(Point localization data)
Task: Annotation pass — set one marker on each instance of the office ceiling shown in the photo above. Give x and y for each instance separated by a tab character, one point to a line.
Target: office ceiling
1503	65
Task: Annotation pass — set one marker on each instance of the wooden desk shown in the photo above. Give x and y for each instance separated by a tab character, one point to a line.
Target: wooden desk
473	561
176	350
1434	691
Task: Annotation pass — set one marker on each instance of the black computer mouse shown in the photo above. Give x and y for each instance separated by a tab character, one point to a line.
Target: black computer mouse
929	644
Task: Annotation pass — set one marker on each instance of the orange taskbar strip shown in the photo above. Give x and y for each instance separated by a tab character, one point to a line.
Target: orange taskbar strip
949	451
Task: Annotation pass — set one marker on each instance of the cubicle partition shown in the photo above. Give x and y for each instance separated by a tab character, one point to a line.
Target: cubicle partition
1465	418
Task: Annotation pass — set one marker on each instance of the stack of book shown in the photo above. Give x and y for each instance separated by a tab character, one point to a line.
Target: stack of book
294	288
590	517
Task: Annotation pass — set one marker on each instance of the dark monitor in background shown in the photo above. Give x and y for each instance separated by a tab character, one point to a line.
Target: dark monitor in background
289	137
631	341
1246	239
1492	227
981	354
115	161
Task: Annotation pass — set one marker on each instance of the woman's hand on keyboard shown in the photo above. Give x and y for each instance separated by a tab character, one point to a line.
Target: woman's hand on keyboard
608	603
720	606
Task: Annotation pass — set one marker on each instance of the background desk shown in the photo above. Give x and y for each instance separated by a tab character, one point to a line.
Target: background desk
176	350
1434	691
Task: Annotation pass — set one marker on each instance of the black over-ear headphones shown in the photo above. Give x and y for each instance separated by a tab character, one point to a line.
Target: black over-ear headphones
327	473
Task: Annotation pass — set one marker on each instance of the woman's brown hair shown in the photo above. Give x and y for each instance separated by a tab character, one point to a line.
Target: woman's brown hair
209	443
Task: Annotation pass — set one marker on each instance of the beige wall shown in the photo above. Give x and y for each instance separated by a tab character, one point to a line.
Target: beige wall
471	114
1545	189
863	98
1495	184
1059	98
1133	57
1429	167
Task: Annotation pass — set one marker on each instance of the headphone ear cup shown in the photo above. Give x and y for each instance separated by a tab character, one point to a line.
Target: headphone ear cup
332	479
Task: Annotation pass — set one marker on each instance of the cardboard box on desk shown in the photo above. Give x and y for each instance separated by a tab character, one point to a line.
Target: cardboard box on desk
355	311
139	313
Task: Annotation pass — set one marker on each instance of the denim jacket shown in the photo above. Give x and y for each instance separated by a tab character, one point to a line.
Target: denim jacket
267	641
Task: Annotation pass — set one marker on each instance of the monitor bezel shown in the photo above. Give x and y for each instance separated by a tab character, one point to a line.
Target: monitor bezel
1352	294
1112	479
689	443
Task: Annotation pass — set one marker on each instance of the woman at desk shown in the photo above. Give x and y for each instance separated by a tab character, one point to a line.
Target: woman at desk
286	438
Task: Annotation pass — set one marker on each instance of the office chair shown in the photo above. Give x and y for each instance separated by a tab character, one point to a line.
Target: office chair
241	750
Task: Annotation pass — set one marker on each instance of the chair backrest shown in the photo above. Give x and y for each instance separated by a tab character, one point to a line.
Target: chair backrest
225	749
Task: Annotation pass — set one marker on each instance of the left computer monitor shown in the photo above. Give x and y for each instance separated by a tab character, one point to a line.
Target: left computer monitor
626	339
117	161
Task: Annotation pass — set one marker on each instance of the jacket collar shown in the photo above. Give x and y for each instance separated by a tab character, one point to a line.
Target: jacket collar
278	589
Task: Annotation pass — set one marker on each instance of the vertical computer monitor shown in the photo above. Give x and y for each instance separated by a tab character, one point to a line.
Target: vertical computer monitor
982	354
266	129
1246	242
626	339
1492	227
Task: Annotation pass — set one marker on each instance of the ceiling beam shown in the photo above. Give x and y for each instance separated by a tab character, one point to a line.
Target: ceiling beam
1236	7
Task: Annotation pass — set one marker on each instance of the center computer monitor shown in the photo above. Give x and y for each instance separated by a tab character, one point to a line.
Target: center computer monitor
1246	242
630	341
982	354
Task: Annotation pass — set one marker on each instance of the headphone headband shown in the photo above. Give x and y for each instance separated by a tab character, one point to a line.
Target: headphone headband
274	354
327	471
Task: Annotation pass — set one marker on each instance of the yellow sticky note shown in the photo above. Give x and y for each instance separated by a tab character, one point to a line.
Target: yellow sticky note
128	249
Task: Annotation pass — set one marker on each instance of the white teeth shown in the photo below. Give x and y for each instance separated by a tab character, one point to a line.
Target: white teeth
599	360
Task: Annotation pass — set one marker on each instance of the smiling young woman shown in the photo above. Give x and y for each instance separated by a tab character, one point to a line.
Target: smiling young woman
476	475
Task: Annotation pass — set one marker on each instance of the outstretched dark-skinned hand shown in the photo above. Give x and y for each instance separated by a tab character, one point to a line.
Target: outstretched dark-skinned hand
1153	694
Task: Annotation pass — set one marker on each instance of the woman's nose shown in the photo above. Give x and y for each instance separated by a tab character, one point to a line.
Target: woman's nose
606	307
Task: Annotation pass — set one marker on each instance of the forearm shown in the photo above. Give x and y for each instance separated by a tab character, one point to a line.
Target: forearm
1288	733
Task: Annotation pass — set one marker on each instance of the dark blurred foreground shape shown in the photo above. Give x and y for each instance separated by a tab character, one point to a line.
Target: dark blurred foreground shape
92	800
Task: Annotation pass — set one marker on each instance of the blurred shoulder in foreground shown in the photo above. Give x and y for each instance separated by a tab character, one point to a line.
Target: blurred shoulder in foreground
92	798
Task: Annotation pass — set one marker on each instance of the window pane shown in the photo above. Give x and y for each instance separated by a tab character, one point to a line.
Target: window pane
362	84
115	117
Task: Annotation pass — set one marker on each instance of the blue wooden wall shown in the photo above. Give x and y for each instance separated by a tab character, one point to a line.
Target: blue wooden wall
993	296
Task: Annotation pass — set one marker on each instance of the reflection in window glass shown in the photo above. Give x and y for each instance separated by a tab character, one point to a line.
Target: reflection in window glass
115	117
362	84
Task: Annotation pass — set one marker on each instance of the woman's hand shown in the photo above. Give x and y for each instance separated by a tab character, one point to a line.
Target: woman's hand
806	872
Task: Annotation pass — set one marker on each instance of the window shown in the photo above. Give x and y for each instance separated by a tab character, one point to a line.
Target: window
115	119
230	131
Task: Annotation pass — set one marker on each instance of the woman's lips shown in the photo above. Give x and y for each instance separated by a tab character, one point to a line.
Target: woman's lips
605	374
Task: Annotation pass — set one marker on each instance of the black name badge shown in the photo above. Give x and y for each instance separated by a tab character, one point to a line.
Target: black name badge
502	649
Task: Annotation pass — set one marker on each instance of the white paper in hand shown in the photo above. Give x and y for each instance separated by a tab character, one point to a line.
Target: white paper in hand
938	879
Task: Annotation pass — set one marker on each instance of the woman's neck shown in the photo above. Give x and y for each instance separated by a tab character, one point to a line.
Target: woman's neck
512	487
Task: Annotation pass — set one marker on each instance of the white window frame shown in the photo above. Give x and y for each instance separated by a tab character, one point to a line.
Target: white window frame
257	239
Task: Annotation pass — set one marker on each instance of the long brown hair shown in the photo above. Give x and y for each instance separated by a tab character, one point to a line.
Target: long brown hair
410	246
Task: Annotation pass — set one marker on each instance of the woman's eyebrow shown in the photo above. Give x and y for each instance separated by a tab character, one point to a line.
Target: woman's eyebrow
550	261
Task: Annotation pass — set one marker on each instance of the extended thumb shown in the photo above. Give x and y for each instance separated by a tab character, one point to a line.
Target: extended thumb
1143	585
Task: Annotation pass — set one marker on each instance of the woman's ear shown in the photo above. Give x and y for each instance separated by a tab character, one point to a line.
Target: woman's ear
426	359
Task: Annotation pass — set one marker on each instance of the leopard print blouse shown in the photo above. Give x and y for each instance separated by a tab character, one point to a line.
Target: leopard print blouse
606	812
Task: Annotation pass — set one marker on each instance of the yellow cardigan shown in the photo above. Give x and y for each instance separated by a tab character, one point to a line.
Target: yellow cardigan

**WORK ORDER:** Transcribe the records above exactly, beginning at the line that contains "the woman's nose" and ending with the line that contains "of the blue", both included, and nothing else.

**OUTPUT OF THE TASK:**
Task: Annotation pass — set one marker on each instance of the woman's nose shown in the photo above. Give x and y for each instance separated by a tab character, one point to a line.
Target: woman's nose
606	307
Task: Annotation pass — set one marker on each instance of the forearm shown in the photo above. Give x and y for each instance separated by a tab character, one point to a line.
Target: forearm
1288	733
Task: Annotation pass — set one marker on each instance of the dark blurred foreground shape shown in the photo above. Give x and y for each instance separated by a tab character, one point to a line.
Target: dark blurred foreground shape
92	800
Task: Annotation pass — set one marker on each instance of the blurred shoulder in foreground shown in the photo above. Give x and y for each instance separated by a tab character, one point to a line.
Target: blurred shoulder in foreground
92	798
Task: Annotation pass — set one marker on each instance of the window pane shown in the photo above. Give x and y for each instance separated by a tab character, one point to a line.
Target: window pane
362	84
115	117
Task: Annotation pass — set one marker on each instance of the blue wooden wall shown in the photo above. Give x and y for each instance separated by a tab character, one point to a line.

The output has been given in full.